→ **What to produce**: Write the records out once more, exactly as they appear below.

[Records from a data collection]
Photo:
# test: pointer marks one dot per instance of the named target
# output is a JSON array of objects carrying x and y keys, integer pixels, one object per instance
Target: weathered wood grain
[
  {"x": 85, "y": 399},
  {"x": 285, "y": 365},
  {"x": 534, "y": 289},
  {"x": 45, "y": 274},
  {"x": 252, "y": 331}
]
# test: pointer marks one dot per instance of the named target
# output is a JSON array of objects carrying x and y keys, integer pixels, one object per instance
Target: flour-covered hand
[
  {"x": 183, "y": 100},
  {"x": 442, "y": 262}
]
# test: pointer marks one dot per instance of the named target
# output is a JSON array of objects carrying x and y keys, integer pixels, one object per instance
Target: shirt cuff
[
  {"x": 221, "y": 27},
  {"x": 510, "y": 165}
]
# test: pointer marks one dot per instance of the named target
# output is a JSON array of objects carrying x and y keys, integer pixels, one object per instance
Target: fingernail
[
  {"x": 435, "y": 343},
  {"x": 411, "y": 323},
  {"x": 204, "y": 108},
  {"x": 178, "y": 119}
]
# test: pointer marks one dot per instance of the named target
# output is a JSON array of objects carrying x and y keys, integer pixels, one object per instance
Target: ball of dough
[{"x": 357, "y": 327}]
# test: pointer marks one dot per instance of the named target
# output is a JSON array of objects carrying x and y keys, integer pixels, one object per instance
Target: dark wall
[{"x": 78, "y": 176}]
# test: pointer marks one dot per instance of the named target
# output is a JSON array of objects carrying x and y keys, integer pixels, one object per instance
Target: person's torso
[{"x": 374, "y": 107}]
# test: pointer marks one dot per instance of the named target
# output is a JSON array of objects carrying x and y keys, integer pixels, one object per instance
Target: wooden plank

→ **Solution for this problem**:
Photo:
# test: pointer marks one dot per instance of the named target
# output is a JSON array of objects carrying x and y keys, integer pixels, one object per instance
Target: weathered wood grain
[
  {"x": 85, "y": 399},
  {"x": 285, "y": 365},
  {"x": 534, "y": 289},
  {"x": 45, "y": 274},
  {"x": 252, "y": 331}
]
# test: pointer marks one dot per instance of the named target
# output is a JSON array of objects carrying x and y keys, integer pixels, one object per instance
Target: flour-covered hand
[
  {"x": 183, "y": 100},
  {"x": 442, "y": 262}
]
# test: pointer marks one dot per instance of the named target
# output is a JSON array of objects carrying x and y keys, integer pixels, one object per instance
Target: shirt cuff
[
  {"x": 221, "y": 27},
  {"x": 510, "y": 165}
]
# test: pointer marks one dot per instance of the named target
# output is a JSON array of objects carrying x and y keys, integer pixels, one object per instance
Target: fingernail
[
  {"x": 435, "y": 343},
  {"x": 411, "y": 323},
  {"x": 204, "y": 108},
  {"x": 178, "y": 119}
]
# test: pointer marks one dot per instance of the named target
# output is a JSON array of objects carrying x and y keys, integer pixels, one object per instance
Target: ball of dough
[{"x": 357, "y": 327}]
# test: pointer marks one dot per instance of the named target
# output is a JSON array of objects carrying x and y keys, integer pixels, one object per instance
Target: dark wall
[{"x": 78, "y": 176}]
# test: pointer marks one dot per instance of the named target
# output is a JSON array of objects carrying x and y keys, integer pixels, one object per instance
Target: person's torso
[{"x": 374, "y": 107}]
# test: pointer marks one dot per instance of the named target
# output is a JSON array of objects carrying x and y keys, integer pixels, one object per instance
Target: wooden plank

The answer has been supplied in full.